=== What is being asked ===
Although the entries contain pictures, only their text goes into the copy, set down exactly.

***** Excerpted records *****

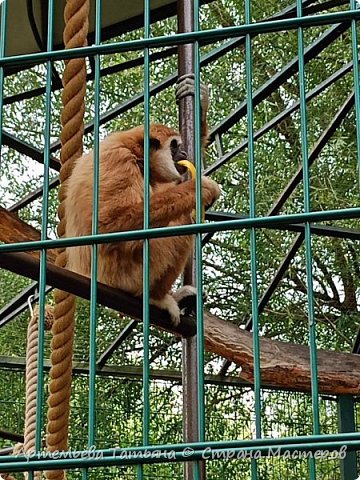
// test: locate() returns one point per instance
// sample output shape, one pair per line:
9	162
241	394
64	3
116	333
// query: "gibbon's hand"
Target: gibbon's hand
210	191
186	86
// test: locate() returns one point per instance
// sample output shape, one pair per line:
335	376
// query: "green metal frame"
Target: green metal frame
198	451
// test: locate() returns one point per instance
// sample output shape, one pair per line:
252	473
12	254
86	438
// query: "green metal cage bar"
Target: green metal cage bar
244	223
308	253
210	35
2	54
94	252
253	256
146	245
44	229
198	475
355	54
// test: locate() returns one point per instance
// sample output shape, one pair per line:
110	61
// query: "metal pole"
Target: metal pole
187	129
346	423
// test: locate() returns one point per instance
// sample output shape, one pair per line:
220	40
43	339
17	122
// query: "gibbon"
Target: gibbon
121	194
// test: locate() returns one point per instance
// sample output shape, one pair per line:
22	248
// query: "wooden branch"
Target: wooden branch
13	229
283	365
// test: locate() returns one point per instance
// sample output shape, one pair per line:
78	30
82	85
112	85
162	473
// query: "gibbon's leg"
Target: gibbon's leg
165	207
168	257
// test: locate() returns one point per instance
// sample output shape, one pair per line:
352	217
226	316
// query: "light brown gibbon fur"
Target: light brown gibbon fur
121	193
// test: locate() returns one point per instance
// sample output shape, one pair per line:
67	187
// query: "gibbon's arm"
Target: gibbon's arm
165	206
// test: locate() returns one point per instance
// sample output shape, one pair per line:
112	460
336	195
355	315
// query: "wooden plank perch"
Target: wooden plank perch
283	365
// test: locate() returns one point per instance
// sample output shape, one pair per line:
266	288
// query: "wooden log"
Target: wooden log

*****

=== Task answer ===
// test: locate() returns one point per instance
// sample output shape, one pair per line:
9	162
241	394
64	3
116	333
// query: "gibbon's hand"
Target: gibbon's hand
210	191
186	86
// test: locate() returns one point per instance
// sample output shape, one pair per line:
335	376
// query: "green metal frame"
Target: green metal frame
198	451
// test: locate() returns one point per instance
// sample output shape, one pair per line:
252	473
12	254
86	438
// query: "green metal cage bar"
Target: green metal cage bar
244	223
308	253
210	35
2	54
94	252
253	256
146	245
44	229
198	475
355	54
// test: locate() returns one point per instance
// sample output shape, one pair per line:
110	61
// query: "metal pole"
Target: metal pole
187	129
346	423
// test: locate() returns one point per instance
// sample output shape, one pair per line:
220	40
43	339
17	122
// query: "gibbon"
Target: gibbon
121	194
// test: locate() returns one point per instance
// sample output shape, one pair per line:
22	248
// query: "wooden branch"
Target: wooden branch
13	229
283	365
// test: locate() returns one point per instance
// sample output shape, one pair per line:
78	30
82	85
112	85
162	473
// query: "gibbon's leg"
Target: gibbon's leg
165	207
168	257
// test: locate() returns one point per instance
// sample output shape, one pair per line:
352	217
226	316
// query: "light brown gibbon fur"
Target: light brown gibbon fur
121	193
// test: locate() returns one point per instance
// sample output shape, one pair per line:
67	187
// query: "gibbon's arm"
Target: gibbon's arm
165	206
// test: locate() returns one point per instance
// sample output shape, one pair per line:
112	460
336	195
355	315
// query: "wooden plank perch"
Target: wooden plank perch
283	365
// test: locate() returns one point per instance
// sample output shape, one pair per line:
266	288
// query: "wooden log"
Target: wooden log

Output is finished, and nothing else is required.